Task statement: Transcribe the records exactly from the line with "trace --target lotus" to the end, both included.

Excerpt from a dataset:
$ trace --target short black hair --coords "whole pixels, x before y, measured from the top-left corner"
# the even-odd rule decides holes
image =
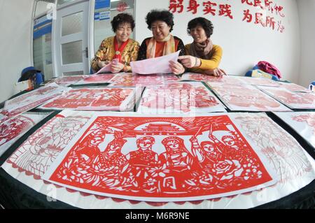
[[[132,15],[128,13],[119,13],[113,18],[111,22],[111,28],[114,32],[116,31],[118,26],[122,24],[129,23],[131,25],[132,30],[134,31],[135,27],[134,20]]]
[[[151,10],[146,16],[146,22],[148,24],[148,29],[151,29],[152,23],[155,21],[160,20],[165,22],[169,27],[171,27],[169,31],[173,30],[174,27],[174,15],[167,10]]]
[[[204,29],[204,31],[206,32],[207,38],[210,38],[210,36],[214,33],[214,25],[212,24],[211,21],[208,20],[203,17],[198,17],[189,21],[188,25],[187,27],[187,32],[188,33],[188,34],[190,34],[190,30],[195,28],[197,25],[200,25],[202,27],[202,28]]]

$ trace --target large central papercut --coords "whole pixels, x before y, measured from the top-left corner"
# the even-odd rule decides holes
[[[227,115],[139,116],[97,113],[43,179],[84,192],[157,202],[230,196],[276,182],[263,157]]]

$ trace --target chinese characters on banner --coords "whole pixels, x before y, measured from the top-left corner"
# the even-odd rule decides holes
[[[281,20],[285,17],[284,7],[270,0],[239,0],[248,8],[243,10],[243,22],[268,27],[272,30],[283,33],[284,24]],[[218,1],[211,0],[169,0],[169,10],[172,13],[185,12],[196,14],[202,11],[205,16],[224,16],[233,20],[233,14],[238,13],[233,10],[232,6],[219,3]],[[222,2],[223,1],[220,1]]]

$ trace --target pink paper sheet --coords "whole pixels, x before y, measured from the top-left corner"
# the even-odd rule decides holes
[[[169,68],[169,62],[176,62],[180,52],[178,50],[163,57],[132,62],[130,66],[132,73],[140,74],[170,73],[172,70]]]

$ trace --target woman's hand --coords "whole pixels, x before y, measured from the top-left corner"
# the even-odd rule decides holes
[[[187,68],[200,66],[201,61],[198,57],[192,56],[180,56],[178,59],[181,60],[183,66]]]
[[[176,75],[182,74],[183,73],[185,72],[184,67],[183,66],[183,65],[181,63],[178,62],[174,62],[170,61],[169,62],[169,68],[171,69],[172,72],[174,74],[176,74]]]
[[[112,63],[111,66],[111,72],[113,73],[120,72],[125,67],[122,63],[118,62],[116,64]]]
[[[212,75],[217,78],[222,78],[223,75],[226,75],[224,70],[219,68],[215,69],[214,70],[208,70],[205,72],[206,74]]]

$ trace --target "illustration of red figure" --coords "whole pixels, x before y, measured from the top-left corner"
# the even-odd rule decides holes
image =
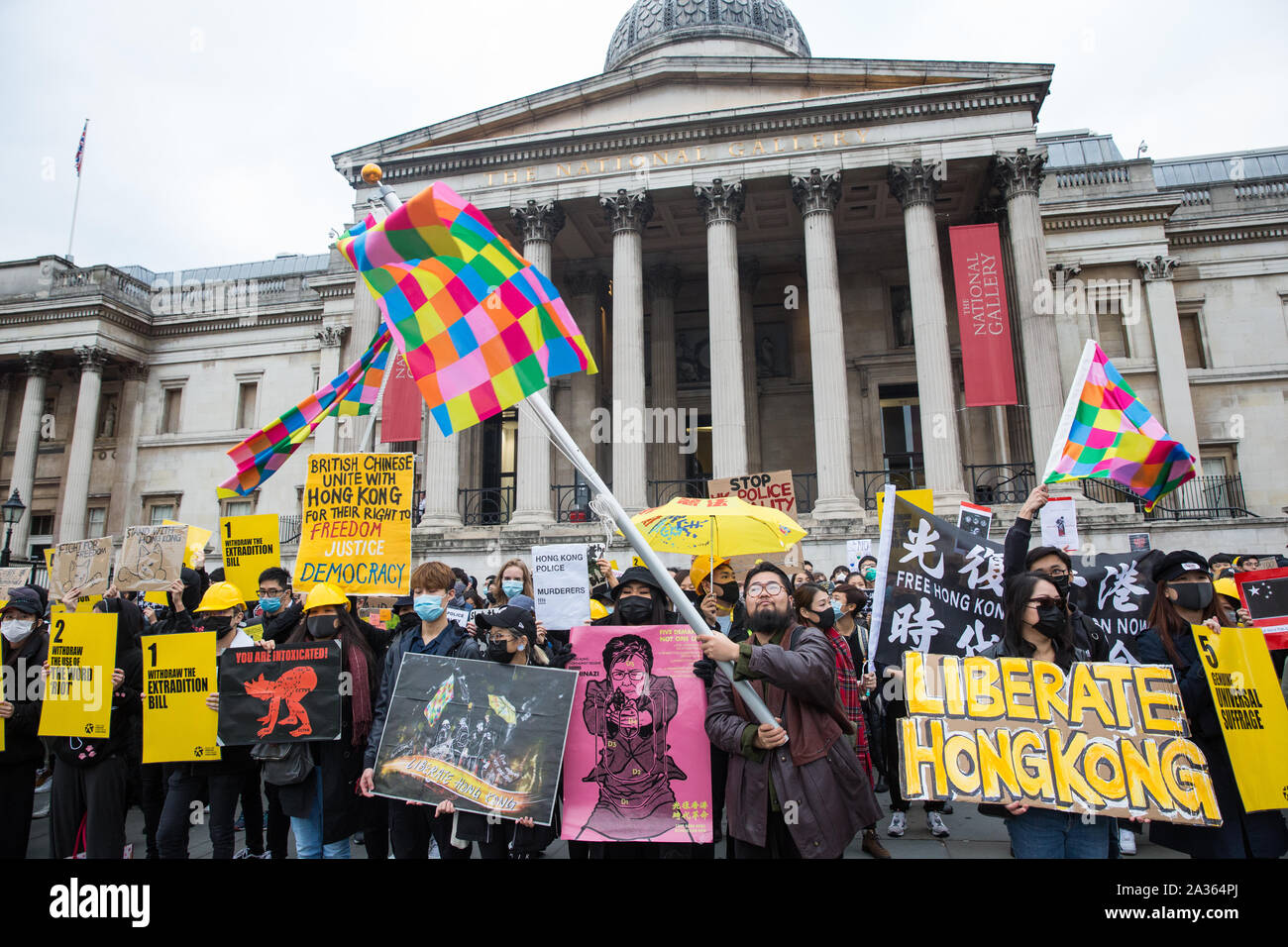
[[[309,723],[309,715],[300,701],[313,693],[313,688],[317,685],[318,675],[308,666],[291,667],[277,680],[265,680],[263,674],[255,680],[247,680],[245,684],[246,693],[251,697],[259,697],[261,701],[270,701],[268,714],[256,718],[259,723],[264,724],[256,732],[256,736],[267,737],[278,724],[286,727],[292,723],[299,724],[299,727],[291,731],[292,737],[304,737],[312,733],[313,724]],[[286,701],[290,716],[278,720],[277,715],[281,713],[282,701]]]

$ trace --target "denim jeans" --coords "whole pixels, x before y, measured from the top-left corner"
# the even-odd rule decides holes
[[[1104,816],[1029,809],[1006,819],[1016,858],[1109,858],[1109,836],[1118,821]]]
[[[300,818],[291,816],[291,831],[295,832],[296,858],[348,858],[349,840],[341,839],[322,844],[322,767],[313,769],[316,792],[309,799],[309,813]]]

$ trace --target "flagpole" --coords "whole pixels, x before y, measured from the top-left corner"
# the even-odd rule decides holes
[[[85,137],[89,133],[89,119],[85,120],[85,128],[81,129],[81,146],[84,147]],[[81,166],[85,165],[85,152],[81,151],[77,157],[80,158]],[[67,262],[75,263],[72,259],[72,241],[76,240],[76,211],[80,210],[80,178],[81,170],[76,169],[76,197],[72,200],[72,232],[67,234]]]
[[[380,200],[384,202],[385,207],[392,214],[402,206],[402,200],[398,197],[397,193],[394,193],[394,189],[392,187],[380,180],[383,171],[380,170],[379,165],[362,166],[362,179],[368,184],[375,184],[379,188]],[[394,358],[398,357],[399,352],[397,347],[394,347],[394,352],[392,354]],[[384,379],[381,379],[380,381],[381,397],[384,396],[385,381],[388,380],[389,380],[389,372],[386,371]],[[379,397],[377,401],[380,401]],[[649,546],[648,541],[644,539],[640,531],[635,528],[635,523],[632,523],[631,518],[626,515],[626,510],[623,510],[621,504],[617,502],[617,497],[613,496],[612,491],[609,491],[608,487],[604,484],[604,481],[600,478],[599,473],[586,459],[586,455],[581,452],[581,448],[577,447],[577,442],[573,441],[572,435],[564,429],[563,424],[555,416],[555,412],[550,410],[550,405],[547,405],[545,398],[541,397],[524,398],[524,403],[529,408],[532,408],[533,414],[536,414],[537,419],[549,432],[550,439],[555,442],[555,446],[559,447],[560,451],[563,451],[564,456],[572,461],[573,466],[581,470],[582,475],[590,482],[590,486],[594,487],[595,491],[604,497],[604,502],[608,504],[608,509],[613,514],[613,519],[617,521],[617,528],[620,528],[622,531],[622,535],[626,536],[627,542],[631,544],[631,548],[635,550],[636,555],[639,555],[640,559],[643,559],[644,563],[648,566],[649,572],[653,573],[653,579],[658,581],[658,584],[662,586],[662,590],[675,603],[676,609],[680,612],[684,620],[689,622],[689,626],[697,634],[710,635],[711,629],[707,626],[707,622],[702,618],[702,615],[698,612],[694,604],[689,602],[688,597],[684,594],[679,584],[675,581],[675,576],[672,576],[670,571],[666,568],[666,566],[662,564],[662,560],[658,558],[657,553],[653,551],[653,548]],[[367,433],[363,434],[362,437],[359,447],[361,450],[366,450],[366,446],[371,441],[371,435],[375,433],[375,428],[376,428],[376,412],[375,410],[372,410],[371,421],[367,424]],[[765,706],[765,702],[760,700],[760,696],[752,689],[751,684],[748,684],[746,680],[737,680],[734,678],[733,674],[734,667],[732,661],[717,661],[716,665],[720,667],[720,670],[725,673],[725,676],[728,676],[729,680],[733,682],[734,689],[742,696],[742,700],[747,705],[747,709],[756,716],[757,720],[760,720],[764,724],[769,724],[770,727],[781,725],[774,719],[774,715],[769,713],[769,707]]]

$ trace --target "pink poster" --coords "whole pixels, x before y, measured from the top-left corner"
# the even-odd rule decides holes
[[[707,693],[693,629],[574,627],[580,671],[564,746],[563,836],[711,841]]]

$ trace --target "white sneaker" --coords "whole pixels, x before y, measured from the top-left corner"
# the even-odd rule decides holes
[[[1122,849],[1124,856],[1136,854],[1136,832],[1131,828],[1118,830],[1118,848]]]

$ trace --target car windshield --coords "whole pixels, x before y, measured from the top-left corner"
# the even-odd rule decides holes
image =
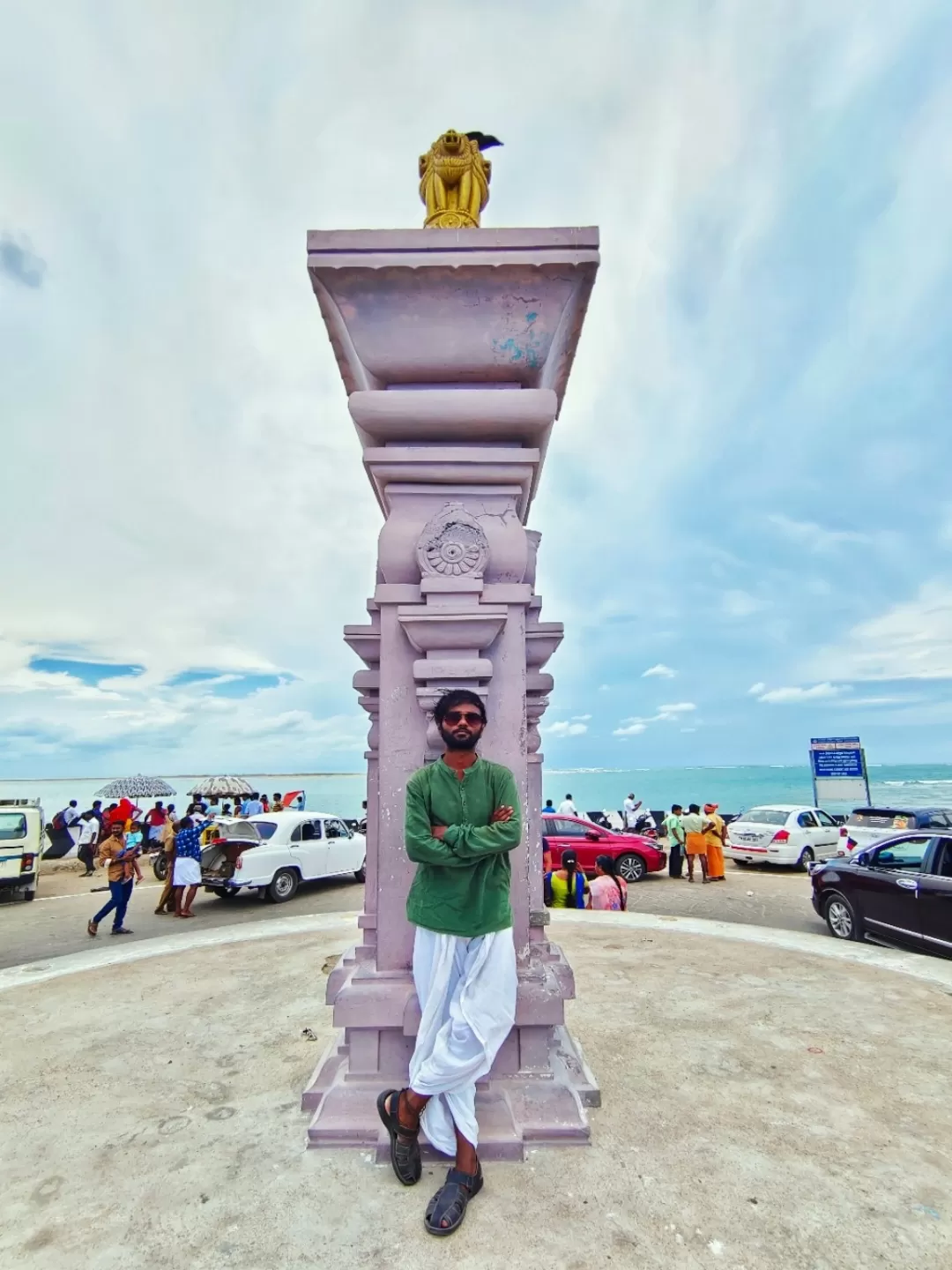
[[[858,806],[847,820],[858,829],[908,829],[915,826],[915,812],[895,808]]]
[[[27,817],[19,812],[0,812],[0,842],[27,837]]]
[[[779,812],[774,806],[751,806],[741,813],[734,824],[786,824],[790,812]]]

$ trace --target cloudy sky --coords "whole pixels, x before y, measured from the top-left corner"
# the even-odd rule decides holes
[[[359,770],[378,512],[308,229],[603,264],[532,525],[556,766],[952,761],[944,0],[6,0],[0,773]]]

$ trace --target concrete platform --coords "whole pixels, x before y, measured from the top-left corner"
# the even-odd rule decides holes
[[[952,1265],[951,963],[644,914],[553,928],[593,1146],[491,1166],[448,1242],[423,1229],[440,1170],[404,1190],[305,1146],[353,918],[0,972],[0,1265]]]

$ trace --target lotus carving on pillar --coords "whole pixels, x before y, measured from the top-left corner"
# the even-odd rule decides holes
[[[489,563],[482,526],[462,503],[447,503],[420,535],[416,563],[424,578],[481,578]]]

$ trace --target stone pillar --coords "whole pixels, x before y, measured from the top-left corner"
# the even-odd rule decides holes
[[[526,528],[598,268],[598,231],[308,234],[308,271],[385,523],[369,624],[344,638],[371,718],[360,944],[331,973],[341,1035],[303,1095],[312,1146],[376,1146],[376,1097],[406,1083],[419,1005],[405,903],[404,791],[440,753],[451,687],[486,702],[481,753],[515,773],[515,1026],[477,1090],[480,1154],[584,1143],[594,1080],[564,1024],[571,969],[546,939],[538,723],[562,639],[539,621]]]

Response:
$ trace --target lotus carving on pillar --coords "whole pixels, x before y, measured from the top-left corner"
# the even-odd rule decides holes
[[[489,563],[482,526],[462,503],[447,503],[420,535],[416,563],[424,578],[481,578]]]

$ trace --target stone pillar --coords "whole pixels, x before y, measured from the top-left corner"
# the even-odd rule decides holes
[[[526,528],[598,268],[598,231],[308,234],[308,271],[385,523],[369,624],[344,638],[371,718],[360,944],[331,973],[341,1035],[303,1095],[312,1146],[376,1146],[376,1097],[406,1083],[419,1005],[405,903],[404,791],[440,753],[451,687],[486,702],[481,753],[515,773],[515,1026],[477,1090],[480,1154],[584,1143],[594,1080],[564,1024],[571,969],[546,939],[538,723],[562,639],[539,621]]]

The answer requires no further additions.